| Your goal |
Every line holding the string "below" should be copied from the listing.
■ ■ ■
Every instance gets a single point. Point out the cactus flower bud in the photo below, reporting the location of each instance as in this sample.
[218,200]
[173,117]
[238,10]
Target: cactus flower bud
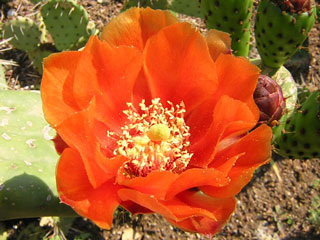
[269,98]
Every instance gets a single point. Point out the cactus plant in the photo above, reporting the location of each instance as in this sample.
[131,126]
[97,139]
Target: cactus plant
[230,16]
[279,32]
[3,82]
[67,22]
[300,137]
[25,33]
[187,7]
[155,4]
[27,159]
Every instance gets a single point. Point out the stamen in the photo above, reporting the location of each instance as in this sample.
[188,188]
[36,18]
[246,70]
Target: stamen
[155,139]
[159,132]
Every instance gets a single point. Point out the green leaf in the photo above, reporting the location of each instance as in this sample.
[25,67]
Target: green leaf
[27,159]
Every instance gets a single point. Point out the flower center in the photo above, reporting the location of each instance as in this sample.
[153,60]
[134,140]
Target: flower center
[155,139]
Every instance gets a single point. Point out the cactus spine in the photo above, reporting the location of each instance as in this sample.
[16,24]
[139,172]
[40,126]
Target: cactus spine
[300,135]
[279,33]
[232,16]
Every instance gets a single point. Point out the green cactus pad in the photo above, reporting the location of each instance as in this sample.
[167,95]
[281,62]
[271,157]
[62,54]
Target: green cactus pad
[25,33]
[232,16]
[36,56]
[155,4]
[187,7]
[3,82]
[279,34]
[27,159]
[67,23]
[300,137]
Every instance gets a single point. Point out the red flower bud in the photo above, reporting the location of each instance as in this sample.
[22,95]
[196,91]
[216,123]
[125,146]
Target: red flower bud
[269,98]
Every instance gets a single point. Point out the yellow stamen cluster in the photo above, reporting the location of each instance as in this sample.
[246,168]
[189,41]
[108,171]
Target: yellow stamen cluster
[155,139]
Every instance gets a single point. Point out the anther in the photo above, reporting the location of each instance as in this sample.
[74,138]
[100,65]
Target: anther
[159,132]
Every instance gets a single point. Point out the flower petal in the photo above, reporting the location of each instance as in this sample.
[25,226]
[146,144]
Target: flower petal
[72,179]
[170,68]
[57,68]
[75,190]
[145,200]
[237,78]
[135,26]
[196,177]
[78,132]
[107,72]
[230,118]
[155,184]
[220,208]
[253,151]
[218,42]
[175,209]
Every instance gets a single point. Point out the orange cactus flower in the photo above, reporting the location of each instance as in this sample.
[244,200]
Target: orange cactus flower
[155,118]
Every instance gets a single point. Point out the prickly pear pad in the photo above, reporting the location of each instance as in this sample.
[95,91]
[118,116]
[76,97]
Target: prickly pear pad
[300,138]
[67,23]
[279,34]
[25,33]
[27,159]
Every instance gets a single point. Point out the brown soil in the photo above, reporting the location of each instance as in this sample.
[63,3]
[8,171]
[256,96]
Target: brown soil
[277,204]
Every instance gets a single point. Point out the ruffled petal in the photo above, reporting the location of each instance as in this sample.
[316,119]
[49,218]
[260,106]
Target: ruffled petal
[78,132]
[72,179]
[237,79]
[196,177]
[57,68]
[220,208]
[99,206]
[218,42]
[106,72]
[169,64]
[175,209]
[145,201]
[230,119]
[251,152]
[135,26]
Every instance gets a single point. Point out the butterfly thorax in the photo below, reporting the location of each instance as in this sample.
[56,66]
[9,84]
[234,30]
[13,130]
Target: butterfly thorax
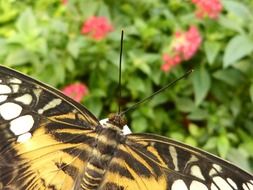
[108,137]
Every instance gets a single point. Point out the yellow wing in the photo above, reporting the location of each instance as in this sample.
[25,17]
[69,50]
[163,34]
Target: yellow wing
[152,162]
[45,137]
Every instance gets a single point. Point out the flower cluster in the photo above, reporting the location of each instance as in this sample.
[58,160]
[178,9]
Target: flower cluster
[97,27]
[209,8]
[76,91]
[183,47]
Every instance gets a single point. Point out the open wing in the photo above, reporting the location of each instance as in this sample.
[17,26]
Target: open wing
[152,162]
[45,137]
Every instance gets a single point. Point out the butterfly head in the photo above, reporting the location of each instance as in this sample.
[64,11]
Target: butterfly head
[117,120]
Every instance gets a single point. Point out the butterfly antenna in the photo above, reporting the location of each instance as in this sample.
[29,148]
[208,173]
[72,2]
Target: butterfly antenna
[157,92]
[120,63]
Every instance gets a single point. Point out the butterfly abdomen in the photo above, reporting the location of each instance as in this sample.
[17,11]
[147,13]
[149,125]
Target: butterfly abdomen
[105,145]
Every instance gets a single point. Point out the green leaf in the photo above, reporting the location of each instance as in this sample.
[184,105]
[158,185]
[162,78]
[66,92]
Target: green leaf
[223,145]
[27,23]
[251,92]
[17,57]
[201,84]
[198,114]
[185,104]
[211,49]
[238,8]
[239,157]
[230,76]
[238,47]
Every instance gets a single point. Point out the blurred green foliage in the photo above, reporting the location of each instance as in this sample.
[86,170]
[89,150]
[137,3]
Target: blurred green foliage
[211,109]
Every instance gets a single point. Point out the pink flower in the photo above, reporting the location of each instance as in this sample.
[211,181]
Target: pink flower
[209,8]
[183,47]
[97,27]
[75,91]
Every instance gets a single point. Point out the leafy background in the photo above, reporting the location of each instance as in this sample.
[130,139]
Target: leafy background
[211,109]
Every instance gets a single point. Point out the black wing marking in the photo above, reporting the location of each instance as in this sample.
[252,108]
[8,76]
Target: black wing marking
[151,162]
[45,137]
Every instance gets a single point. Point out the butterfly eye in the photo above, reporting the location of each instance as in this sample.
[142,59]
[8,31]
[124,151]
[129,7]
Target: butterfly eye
[49,141]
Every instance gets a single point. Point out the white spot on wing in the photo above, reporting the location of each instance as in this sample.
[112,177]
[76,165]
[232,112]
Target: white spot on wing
[232,183]
[25,99]
[195,185]
[15,87]
[195,171]
[245,187]
[21,124]
[250,185]
[173,154]
[217,167]
[221,183]
[50,105]
[212,172]
[4,89]
[179,185]
[24,137]
[3,98]
[213,187]
[10,110]
[15,80]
■ ■ ■
| Response to the exercise |
Every instance gets a single point. Point out the cactus flower bud in the photo below, reporting the location of each instance as in this sample.
Every instance gets a single point. Point out the butterfly thorax in the photo below, reporting the location of each instance as in this sample.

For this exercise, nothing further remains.